■ PASSAGE GIVEN
/---
Liza Bay, 43 years old, the treasurer of the Mapayapang Poblacion 2 Sustainable Livelihood Program (SLP) Association, shares how their humble feeds supply business is not only helping their members but as well as other poor families in their community.

Liza, a resident of Brgy. Poblacion 2 in Agdangan, Quezon Province, is a beneficiary of the Department of Social Welfare and Development’s (DSWD) Pantawid Pamilyang Pilipino Program since 2009. This program is directed to qualified poor families with children zero to 18 years old in support to their needs on health and education.

As a strategy to improve the living condition of poor families like Liza’s, the DSWD prioritizes beneficiaries of the Pantawid Pamilya in the SLP, which provides skills training to program-participants towards micro-enterprise development or gainful employment.

When Liza’s group, all members are Pantawid Pamilya mother-beneficiaries, became beneficiaries of the SLP, the group decided to put up a feeds supply business not only because they project it is a good opportunity to earn but also an opportunity to help other Pantawid Pamilya beneficiaries in their municipality.

Business for their families

According to Pantawid Pamilya Municipal Link Darold Jopson, who is assigned in Agdangan, the putting up of businesses of the beneficiaries of the program undergoes thorough assessment and planning to ensure that businesses will thrive.
\---
■ WRITTEN REQUEST
From the passage about the Agdangan feeds supply business, please translate this sentence into Spanish: "This program is directed to qualified poor families with children zero to 18 years old in support to their needs on health and education."

Data listing:
/---
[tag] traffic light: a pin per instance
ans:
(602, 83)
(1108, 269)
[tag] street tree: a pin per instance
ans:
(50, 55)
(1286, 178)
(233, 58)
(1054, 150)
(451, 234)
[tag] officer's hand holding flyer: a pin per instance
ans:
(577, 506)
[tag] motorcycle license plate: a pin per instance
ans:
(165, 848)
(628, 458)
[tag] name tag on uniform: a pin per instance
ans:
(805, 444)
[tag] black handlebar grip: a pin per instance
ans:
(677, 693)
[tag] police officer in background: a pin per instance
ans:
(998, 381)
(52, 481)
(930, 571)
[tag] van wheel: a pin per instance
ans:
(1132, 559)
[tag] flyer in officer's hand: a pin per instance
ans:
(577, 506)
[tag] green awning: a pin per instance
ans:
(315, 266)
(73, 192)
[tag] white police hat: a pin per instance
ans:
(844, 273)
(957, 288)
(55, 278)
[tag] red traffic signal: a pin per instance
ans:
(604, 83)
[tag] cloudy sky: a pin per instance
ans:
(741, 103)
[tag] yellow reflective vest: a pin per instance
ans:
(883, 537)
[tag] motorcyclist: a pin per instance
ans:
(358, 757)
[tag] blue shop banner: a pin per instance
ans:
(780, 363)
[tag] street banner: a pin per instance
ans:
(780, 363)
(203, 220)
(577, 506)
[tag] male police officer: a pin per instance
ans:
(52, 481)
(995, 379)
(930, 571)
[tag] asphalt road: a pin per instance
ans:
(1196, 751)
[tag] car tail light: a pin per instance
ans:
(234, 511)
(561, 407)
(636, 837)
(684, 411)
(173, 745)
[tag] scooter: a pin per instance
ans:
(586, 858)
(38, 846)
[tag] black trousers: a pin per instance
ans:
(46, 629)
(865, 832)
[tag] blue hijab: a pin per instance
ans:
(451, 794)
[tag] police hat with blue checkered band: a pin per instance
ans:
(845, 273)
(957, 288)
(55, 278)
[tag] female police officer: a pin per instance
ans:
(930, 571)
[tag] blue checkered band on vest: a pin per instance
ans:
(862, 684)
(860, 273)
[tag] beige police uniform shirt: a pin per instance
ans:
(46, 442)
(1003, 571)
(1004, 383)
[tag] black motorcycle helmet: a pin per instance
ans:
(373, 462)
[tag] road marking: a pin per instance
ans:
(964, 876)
\---
■ COMPLETE RESPONSE
Este programa está dirigido a familias pobres que cumplen los requisitos y tienen hijos de cero a 18 años, en apoyo a sus necesidades de salud y educación.